*EXERCISE AIM*:
Translate the sentence "Let array size N be 12." from the forum thread on partitioning an array into Spanish.

*DOCUMENT EXTRACT*:
* START *
@Sourabh - whats the running time?
On Mon, Nov 28, 2011 at 3:28 AM, Ankur Garg <ankurga...@gmail.com> wrote:
> Cool Solution...I was thinking of DP but wasnt clear on the recurrence...
>
> Nice thinking man and thanks :)
>
>
>
>
> On Mon, Nov 28, 2011 at 2:47 AM, sourabh <sourabhd2...@gmail.com> wrote:
>
>> Consider the example that you have given:
>> [0,0,1,1,0,0,1,1,0,1,1,0] , here n = 12 and k=3
>>
>> Now we need to partition the array into 3 contiguous sub arrays such
>> that :
>> a) The expected sum value is maximum
>> b) and the size of each sub array should be between 2 and 6, both
>> inclusive. In case, this constraint is not satisfied then its not a
>> valid candidate for the solution even if the partition produces the
>> max value.
>>
>> 2 = ceil (n / 2k) = ceil (12/6)
>> 6 = floor (3n / 2k) = floor (36/6)
>> ---------------------------------------------
>> As mentioned above the following equation :
>> F(n,k) = MAX for all r such that ceil(n/2k) <= r <= floor(3n/2k)
>> { (expected value of array elems from A[n] to A[n-r+1]) + F(n-r,
>> k-1) }
>>
>> /**
>> For understanding how partitioning of the array is represented by the
>> above equation:
>>
>> Say there is an array denoted by A[i] and it needs to be divided into
>> 3 contiguous parts, one of the ways to do so would be to take the
>> following steps :
>>
>> Let K(partition no.) be initialized to 3.
>> Let array size N be 12.
>>
>> a) If N is 0, the goto step 'f'
>> b) If K == 1 then call it as partition K and goto step 'e'.
>> c) Lets take X no. of elements from the end of array A of size N and
>> call it partition K.
>> d) Decrement K by 1 and N by X { --K; and N-=X;}
>> d) Goto step 'a'
>> e) Valid partition and End.
* END *
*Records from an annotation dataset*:
* START *
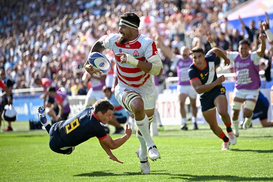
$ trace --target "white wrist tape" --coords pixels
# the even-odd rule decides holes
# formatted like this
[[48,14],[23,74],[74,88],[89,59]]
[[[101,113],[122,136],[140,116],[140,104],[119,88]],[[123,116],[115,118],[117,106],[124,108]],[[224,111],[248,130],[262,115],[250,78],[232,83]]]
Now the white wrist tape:
[[264,31],[265,34],[266,35],[267,40],[269,42],[271,42],[273,41],[273,34],[271,32],[269,29],[268,29]]
[[138,60],[136,59],[135,59],[132,55],[129,54],[126,54],[126,57],[127,57],[127,61],[126,63],[131,65],[133,65],[135,66],[137,66],[138,64]]
[[161,68],[163,68],[162,61],[159,55],[157,55],[152,56],[148,59],[148,61],[152,64],[152,69],[148,73],[155,76],[158,75]]

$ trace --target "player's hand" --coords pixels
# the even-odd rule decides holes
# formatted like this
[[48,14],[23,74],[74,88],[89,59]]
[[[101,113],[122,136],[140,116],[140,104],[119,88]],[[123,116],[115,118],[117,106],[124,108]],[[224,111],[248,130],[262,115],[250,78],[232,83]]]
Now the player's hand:
[[121,163],[122,164],[123,164],[123,162],[122,161],[121,161],[119,160],[116,157],[116,156],[114,156],[113,155],[113,154],[111,155],[109,155],[109,156],[108,156],[108,157],[109,157],[109,158],[110,158],[110,159],[112,159],[113,160],[117,162],[118,162],[119,163]]
[[225,76],[223,75],[218,77],[216,81],[218,83],[218,85],[220,85],[222,83],[225,81]]
[[93,67],[93,65],[87,63],[86,63],[84,64],[84,68],[85,70],[88,73],[91,75],[100,75],[102,72],[100,70],[96,70]]
[[121,64],[127,63],[135,66],[136,66],[138,64],[138,60],[135,59],[133,56],[129,54],[122,52],[116,53],[116,55],[117,56],[121,56],[120,57],[120,63]]
[[126,56],[126,54],[122,52],[121,53],[116,53],[116,55],[117,56],[121,56],[120,57],[120,63],[121,64],[126,63],[127,62],[127,57]]
[[228,66],[229,65],[229,64],[230,64],[230,60],[229,60],[229,59],[228,58],[226,58],[225,59],[224,59],[224,60],[225,61],[225,65],[226,66]]
[[260,29],[260,35],[259,35],[259,39],[262,41],[264,41],[266,38],[266,36],[265,34],[262,33],[262,30],[261,28]]
[[132,135],[132,129],[131,129],[131,127],[130,125],[126,124],[124,133],[125,135],[127,135],[128,136],[128,138],[130,138],[131,135]]

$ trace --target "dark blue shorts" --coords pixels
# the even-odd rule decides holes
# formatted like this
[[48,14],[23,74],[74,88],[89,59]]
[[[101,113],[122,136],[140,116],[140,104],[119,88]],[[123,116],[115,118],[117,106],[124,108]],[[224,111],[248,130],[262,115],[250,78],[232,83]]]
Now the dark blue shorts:
[[226,95],[226,88],[222,85],[218,85],[210,91],[208,93],[204,96],[202,95],[200,97],[202,112],[207,111],[215,107],[214,103],[214,100],[220,95]]
[[65,150],[61,149],[65,146],[65,145],[58,136],[54,135],[54,130],[57,129],[56,127],[58,123],[56,123],[51,127],[49,131],[49,147],[52,151],[57,153],[63,154],[69,154],[72,151],[72,148],[70,147]]
[[258,99],[256,103],[255,108],[253,111],[252,119],[258,118],[260,118],[260,120],[267,119],[268,108],[268,107],[265,106],[262,101]]

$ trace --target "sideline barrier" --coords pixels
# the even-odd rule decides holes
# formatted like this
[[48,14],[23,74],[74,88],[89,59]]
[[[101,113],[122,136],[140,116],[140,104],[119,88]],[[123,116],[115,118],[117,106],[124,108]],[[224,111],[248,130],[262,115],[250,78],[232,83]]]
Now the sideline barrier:
[[[37,111],[39,107],[43,105],[43,99],[39,98],[40,95],[32,96],[31,99],[23,98],[22,96],[14,97],[13,105],[18,113],[16,121],[39,121]],[[85,96],[69,96],[68,99],[71,109],[68,117],[70,117],[84,108]],[[47,117],[49,118],[47,115]]]
[[[261,89],[262,92],[264,94],[269,100],[270,107],[268,109],[268,121],[273,118],[273,91],[270,92],[268,89]],[[233,92],[227,90],[226,92],[229,104],[228,112],[231,115],[231,102],[233,98]],[[37,112],[39,107],[43,104],[42,99],[39,98],[40,94],[33,95],[30,98],[22,98],[21,97],[14,97],[13,105],[18,113],[17,121],[25,121],[30,120],[38,120]],[[29,96],[28,96],[29,97]],[[73,115],[84,108],[84,103],[85,96],[69,96],[71,110],[69,117]],[[179,104],[177,98],[177,94],[173,93],[170,90],[165,90],[164,93],[158,95],[156,102],[156,107],[157,108],[160,115],[162,124],[164,125],[180,125],[181,124],[181,116],[179,111]],[[187,99],[188,100],[188,99]],[[189,102],[187,104],[189,104]],[[197,123],[198,124],[205,124],[205,121],[200,107],[200,102],[199,98],[197,99]],[[217,111],[216,111],[217,112]],[[220,124],[223,124],[220,117],[217,113],[217,122]],[[47,116],[48,118],[49,116]],[[242,111],[239,116],[240,120],[243,119]],[[254,123],[259,123],[258,119],[253,121]]]
[[[268,120],[271,121],[273,118],[273,91],[271,91],[270,93],[270,90],[268,89],[261,89],[260,90],[265,95],[269,100],[271,98],[271,102],[270,100],[270,103],[271,103],[271,106],[268,108]],[[233,91],[227,91],[226,92],[226,96],[228,103],[228,112],[231,117],[232,111],[231,104],[233,99]],[[158,95],[156,106],[159,113],[161,123],[163,125],[181,125],[181,117],[177,96],[177,93],[173,93],[170,90],[165,90],[164,93]],[[189,104],[189,103],[187,104]],[[206,124],[206,122],[202,114],[198,95],[197,95],[196,99],[196,106],[198,109],[197,117],[197,124]],[[216,112],[217,123],[220,124],[224,124],[217,109]],[[242,109],[241,110],[239,115],[240,121],[243,120],[243,117]],[[255,124],[260,123],[258,119],[253,120],[252,122]]]

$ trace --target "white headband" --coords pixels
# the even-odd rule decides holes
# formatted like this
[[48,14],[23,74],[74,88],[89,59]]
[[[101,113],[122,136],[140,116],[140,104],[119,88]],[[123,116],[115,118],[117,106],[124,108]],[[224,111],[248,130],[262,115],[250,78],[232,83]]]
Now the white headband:
[[136,30],[137,30],[138,28],[138,27],[134,24],[129,22],[128,21],[126,21],[126,20],[125,20],[122,19],[121,19],[120,21],[119,21],[119,24],[120,25],[125,25],[125,26],[129,26],[129,27]]

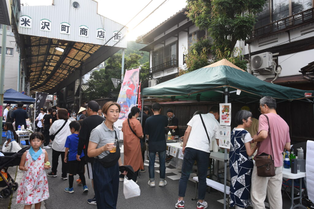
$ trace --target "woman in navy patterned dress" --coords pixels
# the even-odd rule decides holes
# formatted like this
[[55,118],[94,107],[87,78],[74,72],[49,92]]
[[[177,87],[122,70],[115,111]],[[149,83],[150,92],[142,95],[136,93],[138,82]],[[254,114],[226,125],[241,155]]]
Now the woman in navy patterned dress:
[[254,165],[251,156],[257,147],[251,149],[252,138],[244,129],[252,124],[252,113],[240,110],[236,115],[235,121],[237,126],[231,133],[229,163],[230,206],[235,206],[236,209],[246,207],[251,204],[251,176]]

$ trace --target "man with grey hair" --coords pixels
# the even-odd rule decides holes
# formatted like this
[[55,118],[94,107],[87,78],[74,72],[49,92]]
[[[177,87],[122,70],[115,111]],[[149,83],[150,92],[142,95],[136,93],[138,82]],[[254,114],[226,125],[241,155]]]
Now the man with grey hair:
[[[274,209],[282,208],[281,188],[283,162],[281,153],[284,149],[290,150],[290,138],[289,127],[285,121],[277,114],[276,108],[276,100],[270,97],[265,97],[260,100],[258,110],[262,114],[259,120],[258,133],[253,136],[253,141],[258,142],[258,149],[257,155],[265,153],[272,156],[275,175],[272,177],[258,176],[256,166],[254,165],[251,187],[251,197],[254,209],[265,208],[264,201],[266,192],[270,208]],[[265,116],[269,119],[269,126]],[[268,134],[268,127],[271,133],[271,139],[270,134]],[[273,156],[272,156],[272,146]]]

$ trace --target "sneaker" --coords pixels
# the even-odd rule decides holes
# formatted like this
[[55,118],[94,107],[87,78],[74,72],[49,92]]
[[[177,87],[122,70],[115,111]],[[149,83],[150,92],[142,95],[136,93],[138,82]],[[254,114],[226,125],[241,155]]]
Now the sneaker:
[[155,181],[151,181],[150,180],[149,181],[148,185],[149,185],[150,186],[152,187],[155,186]]
[[205,209],[207,208],[207,203],[206,201],[204,201],[202,203],[201,203],[198,201],[197,202],[197,207],[196,208],[197,209]]
[[179,201],[179,199],[178,199],[178,202],[176,204],[176,206],[175,207],[176,207],[176,208],[184,208],[184,202],[183,200]]
[[68,192],[69,193],[73,193],[74,192],[74,190],[73,190],[73,187],[72,188],[67,187],[64,189],[64,191],[66,192]]
[[159,186],[165,186],[167,185],[167,181],[165,180],[164,181],[159,181]]
[[47,174],[47,175],[48,176],[50,176],[51,177],[57,177],[57,174],[54,173],[52,171],[51,171]]
[[94,197],[93,199],[87,200],[87,202],[92,205],[96,205],[96,199]]

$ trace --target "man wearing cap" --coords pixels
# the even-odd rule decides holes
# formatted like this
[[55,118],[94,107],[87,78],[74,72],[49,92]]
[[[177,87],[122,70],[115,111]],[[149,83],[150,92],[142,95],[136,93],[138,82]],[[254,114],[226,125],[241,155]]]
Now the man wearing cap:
* END *
*SOLUTION TO THE EXERCISE*:
Sea 12 el tamaño N del arreglo.